REQUIRED ACTION ->
Go through the data line by line and count the lines that hold "instance". Reply with the total only.

DATA TO PROCESS ->
┌──

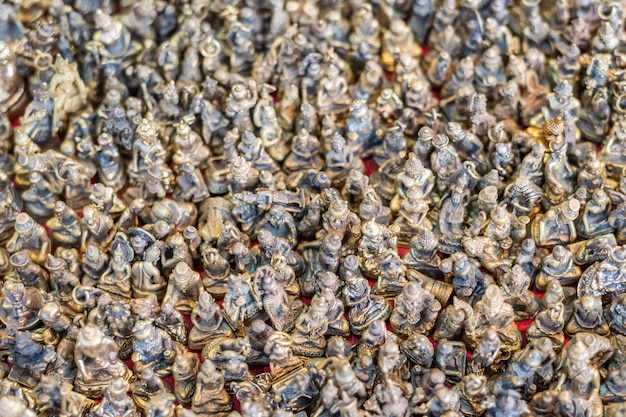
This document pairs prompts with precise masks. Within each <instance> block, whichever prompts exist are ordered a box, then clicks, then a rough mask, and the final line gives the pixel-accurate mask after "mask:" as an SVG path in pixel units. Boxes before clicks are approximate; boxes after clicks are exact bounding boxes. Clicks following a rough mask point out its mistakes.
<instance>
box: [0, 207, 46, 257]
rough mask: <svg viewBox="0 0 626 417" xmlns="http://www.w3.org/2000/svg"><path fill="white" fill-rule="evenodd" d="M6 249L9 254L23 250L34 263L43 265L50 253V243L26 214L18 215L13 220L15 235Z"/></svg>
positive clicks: (32, 221)
mask: <svg viewBox="0 0 626 417" xmlns="http://www.w3.org/2000/svg"><path fill="white" fill-rule="evenodd" d="M6 248H7V251H8V252H9V253H10V254H13V253H15V252H17V251H20V250H25V251H27V252H28V254H29V256H30V258H31V259H32V260H33V261H34V262H36V263H37V264H39V265H43V264H44V262H45V261H46V259H47V258H48V254H49V253H50V249H51V243H50V239H49V238H48V236H47V233H46V231H45V229H44V228H43V227H42V226H41V225H39V224H37V223H35V221H34V220H33V218H32V217H30V216H29V215H28V214H26V213H20V214H18V215H17V217H16V218H15V233H14V234H13V236H12V237H11V239H10V240H9V241H8V242H7V244H6Z"/></svg>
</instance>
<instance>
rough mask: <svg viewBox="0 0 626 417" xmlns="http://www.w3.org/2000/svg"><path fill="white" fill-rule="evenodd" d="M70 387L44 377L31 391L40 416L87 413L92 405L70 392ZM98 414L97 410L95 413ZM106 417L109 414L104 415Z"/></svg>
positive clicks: (82, 398) (70, 390) (78, 415)
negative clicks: (32, 389)
mask: <svg viewBox="0 0 626 417" xmlns="http://www.w3.org/2000/svg"><path fill="white" fill-rule="evenodd" d="M72 388H73V387H72V385H71V384H69V383H67V382H59V381H57V380H56V379H54V378H53V377H51V376H49V375H44V376H42V377H41V380H40V381H39V383H38V384H37V386H36V387H35V388H34V389H33V396H34V397H35V399H36V400H35V401H36V402H37V409H38V411H39V412H40V413H41V414H45V415H49V414H55V413H58V414H61V413H62V414H65V415H67V416H72V417H74V416H75V417H78V416H81V415H83V414H84V413H88V412H89V411H90V410H91V409H92V408H93V407H94V403H93V402H92V401H91V400H89V399H87V398H86V397H85V396H84V395H82V394H79V393H77V392H75V391H72ZM95 412H96V413H98V409H96V411H95ZM104 416H106V417H108V416H109V414H104Z"/></svg>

└──

FINISHED EXERCISE ->
4